STATED GOAL:
Render every line of the records below as a numbered list, skipping blank lines and omitting the pictures.

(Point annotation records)
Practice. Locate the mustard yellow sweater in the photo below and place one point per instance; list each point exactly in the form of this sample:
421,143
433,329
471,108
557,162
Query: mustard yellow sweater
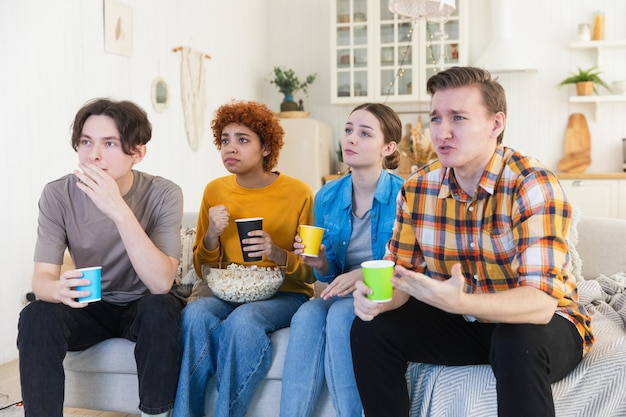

EXPECTED ANSWER:
1. Practice. Locate the mustard yellow sweater in the photo below and place one point per instance; list each point exactly in the form of this sample:
2. 421,143
3. 433,329
4. 471,108
5. 557,162
6. Query: mustard yellow sweater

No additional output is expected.